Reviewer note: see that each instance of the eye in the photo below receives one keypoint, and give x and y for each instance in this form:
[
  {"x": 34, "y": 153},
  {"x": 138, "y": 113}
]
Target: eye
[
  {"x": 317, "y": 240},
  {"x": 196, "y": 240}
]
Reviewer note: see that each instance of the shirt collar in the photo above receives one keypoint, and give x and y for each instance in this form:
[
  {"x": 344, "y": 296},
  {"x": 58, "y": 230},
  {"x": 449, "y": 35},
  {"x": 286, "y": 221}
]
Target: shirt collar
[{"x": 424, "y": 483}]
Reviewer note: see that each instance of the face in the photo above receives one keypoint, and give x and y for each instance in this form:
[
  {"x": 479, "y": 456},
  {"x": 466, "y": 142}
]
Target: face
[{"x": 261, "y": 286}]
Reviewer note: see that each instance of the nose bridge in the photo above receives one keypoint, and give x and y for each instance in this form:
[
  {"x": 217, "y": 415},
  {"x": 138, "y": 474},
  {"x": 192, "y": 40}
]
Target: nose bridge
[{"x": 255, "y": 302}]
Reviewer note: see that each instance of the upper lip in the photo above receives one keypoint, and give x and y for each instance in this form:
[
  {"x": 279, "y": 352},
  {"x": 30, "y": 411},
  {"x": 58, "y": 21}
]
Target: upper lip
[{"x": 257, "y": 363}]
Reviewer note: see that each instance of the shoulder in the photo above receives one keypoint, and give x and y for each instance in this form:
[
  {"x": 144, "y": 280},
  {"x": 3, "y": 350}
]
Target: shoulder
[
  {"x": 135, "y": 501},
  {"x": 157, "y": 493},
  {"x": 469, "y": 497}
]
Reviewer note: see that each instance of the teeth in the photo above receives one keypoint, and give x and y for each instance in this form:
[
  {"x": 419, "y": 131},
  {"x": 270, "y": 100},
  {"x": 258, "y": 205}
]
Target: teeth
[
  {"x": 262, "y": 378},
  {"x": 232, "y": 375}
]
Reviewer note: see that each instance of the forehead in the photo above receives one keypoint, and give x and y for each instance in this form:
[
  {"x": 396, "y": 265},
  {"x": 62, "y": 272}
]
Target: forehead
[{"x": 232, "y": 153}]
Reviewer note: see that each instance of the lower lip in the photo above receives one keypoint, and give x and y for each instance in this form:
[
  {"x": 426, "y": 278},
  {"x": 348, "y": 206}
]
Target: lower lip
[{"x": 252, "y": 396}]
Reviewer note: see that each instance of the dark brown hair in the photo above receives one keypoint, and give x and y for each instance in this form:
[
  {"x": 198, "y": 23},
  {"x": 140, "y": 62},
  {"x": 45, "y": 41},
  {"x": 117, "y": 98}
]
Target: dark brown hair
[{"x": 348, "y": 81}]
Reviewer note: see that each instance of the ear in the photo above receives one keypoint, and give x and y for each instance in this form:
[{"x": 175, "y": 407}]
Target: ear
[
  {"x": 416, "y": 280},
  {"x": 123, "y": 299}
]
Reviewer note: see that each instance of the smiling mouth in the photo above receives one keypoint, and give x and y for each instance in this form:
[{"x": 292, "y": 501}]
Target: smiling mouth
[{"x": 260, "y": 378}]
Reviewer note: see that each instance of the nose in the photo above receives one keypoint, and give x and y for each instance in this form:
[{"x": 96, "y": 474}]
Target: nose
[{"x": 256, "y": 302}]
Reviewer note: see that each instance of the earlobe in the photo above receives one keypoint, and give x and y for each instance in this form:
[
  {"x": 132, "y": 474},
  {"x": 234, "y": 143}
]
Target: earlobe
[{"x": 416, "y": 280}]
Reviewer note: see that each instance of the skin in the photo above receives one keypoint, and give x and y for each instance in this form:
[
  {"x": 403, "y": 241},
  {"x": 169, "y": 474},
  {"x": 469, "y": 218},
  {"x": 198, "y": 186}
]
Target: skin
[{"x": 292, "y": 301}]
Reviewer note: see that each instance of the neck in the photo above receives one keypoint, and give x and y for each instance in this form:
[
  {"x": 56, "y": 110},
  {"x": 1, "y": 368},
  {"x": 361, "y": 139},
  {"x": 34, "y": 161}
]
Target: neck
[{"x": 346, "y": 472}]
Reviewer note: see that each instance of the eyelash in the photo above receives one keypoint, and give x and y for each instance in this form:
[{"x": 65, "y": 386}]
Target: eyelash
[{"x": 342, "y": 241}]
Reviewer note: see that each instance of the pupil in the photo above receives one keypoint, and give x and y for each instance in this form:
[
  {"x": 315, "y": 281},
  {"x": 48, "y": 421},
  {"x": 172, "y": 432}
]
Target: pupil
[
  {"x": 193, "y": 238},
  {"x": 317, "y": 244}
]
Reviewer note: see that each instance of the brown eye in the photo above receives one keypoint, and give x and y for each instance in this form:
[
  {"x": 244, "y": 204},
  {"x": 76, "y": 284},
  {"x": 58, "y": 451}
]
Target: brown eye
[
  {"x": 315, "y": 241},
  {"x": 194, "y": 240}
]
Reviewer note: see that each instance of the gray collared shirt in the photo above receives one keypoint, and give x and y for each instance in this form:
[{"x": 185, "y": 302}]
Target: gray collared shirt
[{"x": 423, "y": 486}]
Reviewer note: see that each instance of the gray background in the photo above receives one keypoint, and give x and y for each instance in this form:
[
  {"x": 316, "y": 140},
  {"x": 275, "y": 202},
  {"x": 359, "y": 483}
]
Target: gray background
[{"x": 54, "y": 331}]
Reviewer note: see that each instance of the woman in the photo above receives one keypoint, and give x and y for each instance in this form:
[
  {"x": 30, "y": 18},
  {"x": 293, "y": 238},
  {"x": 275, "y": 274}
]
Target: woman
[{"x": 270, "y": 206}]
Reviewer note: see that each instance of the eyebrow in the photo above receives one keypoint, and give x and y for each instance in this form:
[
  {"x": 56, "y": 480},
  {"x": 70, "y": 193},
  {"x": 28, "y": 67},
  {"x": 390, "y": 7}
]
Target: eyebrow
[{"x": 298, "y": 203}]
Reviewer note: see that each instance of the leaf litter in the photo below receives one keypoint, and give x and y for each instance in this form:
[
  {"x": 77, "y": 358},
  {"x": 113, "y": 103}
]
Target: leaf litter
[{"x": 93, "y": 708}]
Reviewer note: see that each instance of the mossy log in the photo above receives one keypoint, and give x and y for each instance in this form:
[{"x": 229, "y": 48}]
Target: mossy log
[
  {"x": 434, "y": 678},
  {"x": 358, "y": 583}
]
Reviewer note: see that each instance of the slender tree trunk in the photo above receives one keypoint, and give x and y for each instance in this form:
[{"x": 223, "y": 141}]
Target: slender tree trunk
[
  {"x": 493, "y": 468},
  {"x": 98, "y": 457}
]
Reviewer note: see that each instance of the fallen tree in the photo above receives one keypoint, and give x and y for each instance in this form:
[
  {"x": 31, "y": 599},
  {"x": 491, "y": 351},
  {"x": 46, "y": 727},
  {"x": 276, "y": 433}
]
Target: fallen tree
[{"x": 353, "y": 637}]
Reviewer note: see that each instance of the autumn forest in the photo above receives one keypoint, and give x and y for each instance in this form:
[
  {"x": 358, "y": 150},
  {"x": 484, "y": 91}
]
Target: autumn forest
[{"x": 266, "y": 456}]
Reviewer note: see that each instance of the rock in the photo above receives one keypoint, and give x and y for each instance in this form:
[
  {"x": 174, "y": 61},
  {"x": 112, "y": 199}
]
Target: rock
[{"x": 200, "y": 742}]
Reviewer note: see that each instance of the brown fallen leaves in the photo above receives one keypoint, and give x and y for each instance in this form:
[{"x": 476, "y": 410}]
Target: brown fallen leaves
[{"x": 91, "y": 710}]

◇ ◇ ◇ ◇

■ Exercise requirements
Reproduce the records in full, exactly as written.

■ Result of this task
Reviewer note: see that each instance of the eye in the photo below receives one keypoint, and give x and y for each instance in this form:
[
  {"x": 34, "y": 153},
  {"x": 138, "y": 113}
]
Target: eye
[
  {"x": 317, "y": 240},
  {"x": 196, "y": 240}
]
Reviewer note: see that each instance of the shirt collar in the photo above receives one keypoint, and give x and y for each instance in this form:
[
  {"x": 344, "y": 296},
  {"x": 58, "y": 230},
  {"x": 449, "y": 35},
  {"x": 286, "y": 221}
]
Target: shirt collar
[{"x": 424, "y": 483}]
Reviewer note: see that each instance of the face in the photo above receives one keypoint, and give x and y for each instance in this form:
[
  {"x": 479, "y": 456},
  {"x": 466, "y": 142}
]
Target: face
[{"x": 261, "y": 286}]
Reviewer note: see that each instance of the nose bridge in the photo above receives one keypoint, and give x and y for each instance in this form:
[
  {"x": 217, "y": 415},
  {"x": 138, "y": 474},
  {"x": 192, "y": 40}
]
Target: nose bridge
[{"x": 255, "y": 302}]
Reviewer note: see that each instance of the upper lip in the photo above receives one keypoint, and give x and y for each instance in this form:
[
  {"x": 279, "y": 352},
  {"x": 30, "y": 411},
  {"x": 58, "y": 21}
]
Target: upper lip
[{"x": 257, "y": 363}]
Reviewer note: see that each instance of the shoulder in the photo above receives one keypoint, and give x and y for each instance in this form:
[
  {"x": 144, "y": 280},
  {"x": 3, "y": 350}
]
Target: shoulder
[
  {"x": 135, "y": 501},
  {"x": 157, "y": 493},
  {"x": 469, "y": 497}
]
Reviewer note: see that each instance of the teeth in the photo above receives one keypoint, and give x and y for each instance in this form:
[
  {"x": 419, "y": 131},
  {"x": 270, "y": 100},
  {"x": 258, "y": 205}
]
Target: teeth
[
  {"x": 262, "y": 378},
  {"x": 232, "y": 375}
]
Reviewer note: see that each instance of the forehead in the photo above receives one keypoint, and give x and y for each instance in this form:
[
  {"x": 396, "y": 265},
  {"x": 62, "y": 272}
]
Target: forehead
[{"x": 232, "y": 153}]
Reviewer note: see that each instance of the lower lip in the photo above receives one keypoint, and give x and y for each instance in this form:
[
  {"x": 426, "y": 278},
  {"x": 348, "y": 206}
]
Target: lower lip
[{"x": 252, "y": 396}]
Reviewer note: see that each instance of the dark brown hair in the photo above receives one keypoint, and give x and y for each instance in this form:
[
  {"x": 198, "y": 23},
  {"x": 140, "y": 62},
  {"x": 45, "y": 41},
  {"x": 117, "y": 98}
]
Target: dark brown hair
[{"x": 348, "y": 81}]
Reviewer note: see that each instance of the ear in the photo above receives one keypoint, and give x and y for each instance in this form:
[{"x": 175, "y": 407}]
Target: ear
[
  {"x": 416, "y": 280},
  {"x": 123, "y": 299}
]
Reviewer note: see that each instance of the smiling mouth in the photo above receives one keypoint, and give x and y for each instance in this form:
[{"x": 292, "y": 501}]
Target: smiling mouth
[{"x": 260, "y": 378}]
Reviewer note: see that each instance of the nose in the photo above receives one keypoint, and give x and y for each instance in this form:
[{"x": 96, "y": 474}]
Target: nose
[{"x": 256, "y": 302}]
Reviewer note: see that each instance of the earlobe in the photo above receives one keypoint, and give x and y for each instance in this form:
[
  {"x": 132, "y": 474},
  {"x": 234, "y": 143}
]
Target: earlobe
[{"x": 416, "y": 280}]
Reviewer note: see that each instance of the skin in the photo above receives one keypoint, and give x and y for each instance in this form:
[
  {"x": 403, "y": 241},
  {"x": 169, "y": 474},
  {"x": 469, "y": 218},
  {"x": 198, "y": 186}
]
Target: skin
[{"x": 292, "y": 301}]
Reviewer note: see that each instance of the neck in the photo above receives one keypoint, and give x and y for each instance in this form:
[
  {"x": 56, "y": 110},
  {"x": 1, "y": 368},
  {"x": 361, "y": 139},
  {"x": 34, "y": 161}
]
Target: neck
[{"x": 346, "y": 472}]
Reviewer note: see that each instance of the eyelash in the photo above receives one keypoint, and give x and y for each instance in this form:
[{"x": 65, "y": 386}]
Target: eyelash
[{"x": 342, "y": 241}]
Reviewer note: see that each instance of the pupil in the photo above receives one keypoint, and give x and y for each instance in this form:
[
  {"x": 315, "y": 281},
  {"x": 48, "y": 421},
  {"x": 172, "y": 432}
]
Target: pupil
[
  {"x": 193, "y": 238},
  {"x": 317, "y": 244}
]
Reviewer note: see that each instance of the brown eye in the photo above receives one keypoint, and give x and y for each instance in this form:
[
  {"x": 244, "y": 204},
  {"x": 76, "y": 284},
  {"x": 58, "y": 451}
]
Target: brown eye
[
  {"x": 315, "y": 241},
  {"x": 194, "y": 240}
]
Reviewer note: see that each instance of the gray collared shirt in the photo above receives one keypoint, and give x and y for each instance in this form:
[{"x": 185, "y": 302}]
Target: gray collared shirt
[{"x": 423, "y": 486}]
Reviewer note: see that each instance of the gray background in the photo above receives one keypoint, and give x and y for each instance in this form:
[
  {"x": 316, "y": 140},
  {"x": 275, "y": 202},
  {"x": 359, "y": 483}
]
Target: gray background
[{"x": 54, "y": 331}]
Reviewer note: see that each instance of the woman in the photo above receives one keypoint, and give x and y for each instance in this form:
[
  {"x": 30, "y": 18},
  {"x": 293, "y": 238},
  {"x": 275, "y": 274}
]
Target: woman
[{"x": 270, "y": 206}]
Reviewer note: see that each instance of the eyebrow in the photo above receives one keypoint, and give x and y for each instance in this form:
[
  {"x": 56, "y": 480},
  {"x": 70, "y": 193},
  {"x": 28, "y": 67},
  {"x": 390, "y": 7}
]
Target: eyebrow
[{"x": 298, "y": 203}]
Reviewer note: see that each instance of the leaf litter in the photo below receives one keypoint, and give x and y for each instance in this form:
[
  {"x": 77, "y": 358},
  {"x": 113, "y": 103}
]
Target: leaf litter
[{"x": 93, "y": 708}]
Reviewer note: see that each instance of the mossy log in the photo above receives one keypoint, and give x and y for each instance in this form:
[{"x": 229, "y": 48}]
Target: mossy log
[
  {"x": 434, "y": 678},
  {"x": 358, "y": 583}
]
Reviewer note: see that each instance of the slender tree trunk in the photo above receives one keypoint, and give x and y for each instance in this form:
[{"x": 223, "y": 141}]
Target: slender tree trunk
[
  {"x": 493, "y": 468},
  {"x": 98, "y": 457}
]
Reviewer note: see that each instance of the fallen tree in the photo above receives one keypoint, and give x and y for each instance in this form:
[
  {"x": 31, "y": 599},
  {"x": 491, "y": 351},
  {"x": 46, "y": 727},
  {"x": 276, "y": 433}
]
Target: fallen tree
[{"x": 353, "y": 637}]
Reviewer note: see that each instance of the autumn forest in the photo above receives one keypoint, and give x and y for each instance in this form:
[
  {"x": 358, "y": 150},
  {"x": 484, "y": 91}
]
Target: autumn forest
[{"x": 266, "y": 456}]
Reviewer note: see that each instance of the rock in the photo above receives one keypoint, and give x and y for each instance in this form:
[
  {"x": 174, "y": 61},
  {"x": 112, "y": 199}
]
Target: rock
[{"x": 200, "y": 742}]
Reviewer note: see that each instance of the brown fallen leaves in the photo above receives one keypoint, and give x and y for each instance in this form:
[{"x": 476, "y": 410}]
Target: brown fallen leaves
[{"x": 91, "y": 710}]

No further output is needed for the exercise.